All good narratives need a point of conflict, and it was in the form of Naoki Sano that Liger found his first buffer on what had otherwise been a dominant introduction to New Japan. The two had fought numerous times as Young Lions, sharing victories though Yamada held the lion’s share of the wins. However, it would be Sano that gave Liger his first in-ring blemish. Following a match that saw a double KO after a Sano back superplex wiped both men out, the challenger used the exact same move to dump Liger on his head en route to winning the IWGP Junior Heavyweight Title in the rematch.
Though the eventual January 1990 clash which is the focus of this article can be enjoyed as a standalone contest, watching the three matches leading up to it (including a Sano title defense in September of 89) really helps to take their war in the Osaka Prefectural Gymnasium to another level. What had begun as a largely amicable competitive rivalry continued to escalate, eventually reaching a boiling point in the feud-ending collision. Each match afforded another level of violence and an additional dollop of hatred, whilst also all including at least one wild spot that threatened to send the whole match off of the rails. Both men were going above and beyond to take the other out, in doing so creating a feud that is must watch, not just a match.
However, it is the January 31, 1990 match that lives longest in the memory and understandably so. It is the first genuinely great Liger match, a signpost of his capabilities, and a signal of what might have been for Sano had he not left New Japan later that same year. By now bedecked in a refined version of his original suit, Liger had little chance to glory in his new aesthetic as Sano ripped at the mask from the opening minutes. The challenger had set the tone initially when he slapped the champion instead of shaking his hand – Sano chose to make Liger pay.

....

Stated problem. Continue the article on the Liger–Sano rivalry from its last sentence. The listing plays no part in this work.

Data.
....

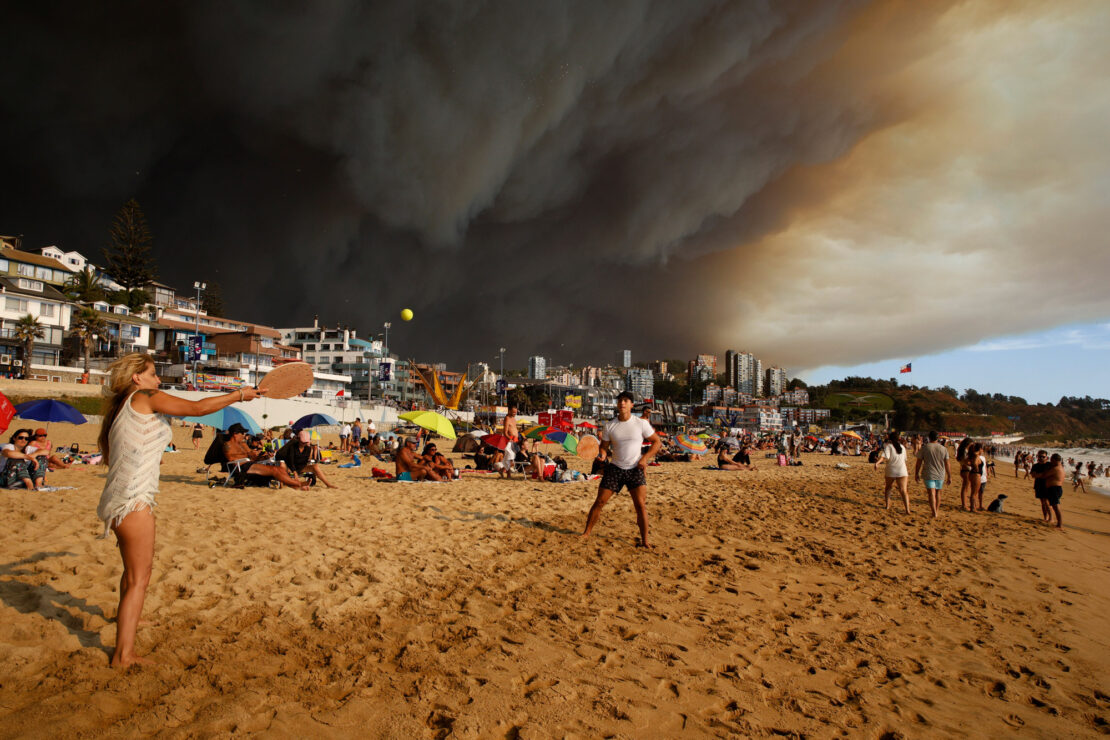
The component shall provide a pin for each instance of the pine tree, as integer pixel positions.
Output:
(212, 303)
(128, 255)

....

Output of the task.
For as much as this is spoken about in the pantheon of Liger matches, it is mostly all about Sano. He brutalises Liger for long stretches, making the match vastly different to the ones that come before it where neither man tended to dominate. Indeed, it took all of Liger’s reserves to wrestle the championship back. By the end he was bloodied, battered and with the majority of his mask dangling around his neck. A tombstone and a shooting star press were enough for Liger to win in emphatic style, yet he was the man who looked like the match had taken it all out of him by the end.
Great wrestling is great wrestling. It is largely self-evident. Watch this and enjoy two great junior heavyweights beating the tar out of each other in a match that has it all and ranks up there amongst my very favorite of all time. You will not be disappointed.
- Naoki Sano vs. Jushin Thunder Liger – Watch their other matches referenced above.
- Jushin Thunder Liger vs. El Samurai – More mask ripping Liger goodness.
- Pentagon Jr. vs. Vampiro – A brutal mask match from the US TV show Lucha Underground
Iron Sheik vs. Sgt. Slaughter
WWF at MSG
1984 is an interesting year for WWF as a promotion. The company was still at the beginning of Vince McMahon Jr’s ownership and Hulk Hogan won the WWF World Heavyweight Title off of the Iron Sheik before January was out. However, this was not the PPV, Rock and Wrestling, Hulkamania-era that many would come to know (and for a significant majority of them, to love). It was in a transitional period, aiming to make that clear breakaway from the territorial days of yore and become the national power that McMahon has always envisaged.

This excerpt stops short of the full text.